→ **Doel**
Geef alle onderstaande regels weer als genummerde lijst en laat daarbij lege regels weg.

== Gegevens

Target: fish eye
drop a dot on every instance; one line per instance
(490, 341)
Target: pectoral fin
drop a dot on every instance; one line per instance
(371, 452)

====

→ **Resultaat**
1. Target: fish eye
2. drop a dot on every instance; one line per instance
3. (490, 341)
4. Target: pectoral fin
5. drop a dot on every instance; one line per instance
6. (371, 452)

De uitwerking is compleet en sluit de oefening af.